## anonymous 5 years ago How do I solve $x^{2} \cos ^{2} y -siny = 0$ ? Can somebody guide me through the steps. I know its implicit differentiation. I just need a bit of guidance.

1. anonymous

2. anonymous

huh?

3. anonymous

Use the product rule to deal with x^2(cosy)^2

4. anonymous

dont i need to use chain rule before I can apply the product rule?

5. anonymous

Chain rule comes up in the process of applying the product rule when you differentiate the cosine term.

robtobey, take a look at that pigpen problem and let me know if I made an error

7. anonymous

im confused!

8. anonymous

Derivative of the first x^2 times the second (Cosy)^2 + x^2 times the derivative of (cosy)^2.... you would use the chain rule to find the derivative of (Cosy)^2

9. anonymous

I love how errbody helps him and no one else.

10. anonymous

oh.

11. anonymous

so I got: 2y (dy/dx) (cosy) (-siny) (dy/dx) by the chain rule. is that correct?

12. anonymous

13. anonymous

$2x \cos^{2}y+x^{2} 2y (dy/dx) (cosy) (-\sin) (dy/dx)$

14. anonymous

15. anonymous

How did you differentiate (cosy)^2?

* [WRITTEN EXERCISE 1]:
Which differentiation techniques are named in the forum thread?
The forum thread and the rows come from unrelated sources.

[Named-object pointing records]

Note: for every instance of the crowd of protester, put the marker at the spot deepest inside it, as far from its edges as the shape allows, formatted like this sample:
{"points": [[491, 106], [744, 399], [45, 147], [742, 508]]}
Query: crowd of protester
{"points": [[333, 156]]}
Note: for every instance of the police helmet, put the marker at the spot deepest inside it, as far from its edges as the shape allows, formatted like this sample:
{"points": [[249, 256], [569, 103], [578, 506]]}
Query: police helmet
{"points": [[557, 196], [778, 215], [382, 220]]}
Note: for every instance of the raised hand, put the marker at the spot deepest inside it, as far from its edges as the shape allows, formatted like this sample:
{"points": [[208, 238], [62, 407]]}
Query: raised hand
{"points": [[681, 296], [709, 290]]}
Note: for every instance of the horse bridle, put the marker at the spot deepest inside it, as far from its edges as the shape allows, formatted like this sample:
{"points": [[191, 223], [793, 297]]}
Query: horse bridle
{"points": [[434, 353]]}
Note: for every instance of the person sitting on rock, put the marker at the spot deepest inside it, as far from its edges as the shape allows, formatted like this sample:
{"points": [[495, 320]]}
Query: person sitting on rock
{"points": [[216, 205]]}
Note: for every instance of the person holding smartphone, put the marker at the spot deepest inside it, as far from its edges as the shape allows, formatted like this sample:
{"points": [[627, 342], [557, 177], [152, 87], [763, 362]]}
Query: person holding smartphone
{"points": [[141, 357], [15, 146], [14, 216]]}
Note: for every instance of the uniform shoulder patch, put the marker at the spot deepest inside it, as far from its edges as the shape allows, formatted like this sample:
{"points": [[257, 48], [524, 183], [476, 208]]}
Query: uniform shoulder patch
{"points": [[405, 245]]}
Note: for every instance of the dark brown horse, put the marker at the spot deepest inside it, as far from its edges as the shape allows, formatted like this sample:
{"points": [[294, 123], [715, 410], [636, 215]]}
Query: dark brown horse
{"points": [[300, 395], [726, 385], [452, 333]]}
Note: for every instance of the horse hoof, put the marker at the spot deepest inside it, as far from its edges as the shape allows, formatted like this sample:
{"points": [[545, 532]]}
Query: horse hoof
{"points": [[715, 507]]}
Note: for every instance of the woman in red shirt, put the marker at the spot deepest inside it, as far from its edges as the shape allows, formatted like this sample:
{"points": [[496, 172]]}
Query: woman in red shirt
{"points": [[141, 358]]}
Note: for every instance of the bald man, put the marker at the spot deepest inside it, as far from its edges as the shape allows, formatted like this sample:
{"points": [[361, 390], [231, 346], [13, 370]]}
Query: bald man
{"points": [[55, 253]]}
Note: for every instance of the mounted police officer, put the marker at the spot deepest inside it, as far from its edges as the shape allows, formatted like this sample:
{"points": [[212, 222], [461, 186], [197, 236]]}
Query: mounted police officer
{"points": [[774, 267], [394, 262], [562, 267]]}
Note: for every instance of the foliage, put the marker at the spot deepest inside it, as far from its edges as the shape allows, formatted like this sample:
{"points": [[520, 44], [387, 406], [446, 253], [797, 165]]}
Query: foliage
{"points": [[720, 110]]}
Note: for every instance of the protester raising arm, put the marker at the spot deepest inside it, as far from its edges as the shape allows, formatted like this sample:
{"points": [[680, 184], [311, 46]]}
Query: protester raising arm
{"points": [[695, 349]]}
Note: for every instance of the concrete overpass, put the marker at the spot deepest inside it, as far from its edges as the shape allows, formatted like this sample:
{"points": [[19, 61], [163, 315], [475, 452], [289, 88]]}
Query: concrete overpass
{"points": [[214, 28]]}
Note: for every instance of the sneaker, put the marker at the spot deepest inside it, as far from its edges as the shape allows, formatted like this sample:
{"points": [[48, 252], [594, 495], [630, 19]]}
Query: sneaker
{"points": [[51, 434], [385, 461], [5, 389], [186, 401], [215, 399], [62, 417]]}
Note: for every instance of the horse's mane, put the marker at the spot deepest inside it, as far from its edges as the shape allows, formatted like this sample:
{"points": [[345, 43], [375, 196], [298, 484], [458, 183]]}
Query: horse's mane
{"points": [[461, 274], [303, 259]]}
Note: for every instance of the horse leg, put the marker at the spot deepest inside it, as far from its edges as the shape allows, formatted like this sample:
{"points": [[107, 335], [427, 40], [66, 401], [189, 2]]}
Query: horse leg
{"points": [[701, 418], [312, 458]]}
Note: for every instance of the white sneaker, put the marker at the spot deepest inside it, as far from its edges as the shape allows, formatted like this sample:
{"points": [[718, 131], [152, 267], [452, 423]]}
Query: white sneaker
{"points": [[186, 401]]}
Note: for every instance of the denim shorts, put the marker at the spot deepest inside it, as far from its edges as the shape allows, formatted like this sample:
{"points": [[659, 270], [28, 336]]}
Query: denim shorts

* [WRITTEN EXERCISE 2]:
In the rows, substitute "shoe" for "sneaker" throughout the part that runs from the line containing "Note: for every instance of the sneaker, put" through the end of the rows, changing nothing else. Give only that part.

* [EXPECTED ANSWER 1]:
Implicit differentiation, the product rule, the chain rule

* [EXPECTED ANSWER 2]:
Note: for every instance of the shoe, put the marker at the spot deepest inside it, as far from its edges as the shape allows, formatted like this sample:
{"points": [[48, 252], [594, 495], [630, 19]]}
Query: shoe
{"points": [[51, 434], [385, 461], [5, 389], [186, 401], [215, 399], [62, 417]]}
Note: for every instance of the horse's mane, put the marker at the spot deepest inside it, as far from its edges as the shape allows, formatted like this sample:
{"points": [[345, 43], [375, 196], [298, 484], [458, 183]]}
Query: horse's mane
{"points": [[461, 274], [303, 259]]}
Note: for every instance of the horse leg, put the marker at the spot deepest inside it, as far from its edges as the shape allows, formatted like this sample:
{"points": [[107, 335], [427, 40], [66, 401], [189, 2]]}
Query: horse leg
{"points": [[701, 418], [312, 458]]}
Note: for every instance of the white shoe, put the marker at the spot deepest inside it, as far from its edges as the shape allows, formatted like this sample:
{"points": [[718, 131], [152, 267], [452, 423]]}
Query: white shoe
{"points": [[186, 401]]}
Note: for every instance of the denim shorts, put the marker at the spot deepest inside it, as far from its edges as the shape allows, formatted like this sample:
{"points": [[659, 270], [28, 336]]}
Query: denim shorts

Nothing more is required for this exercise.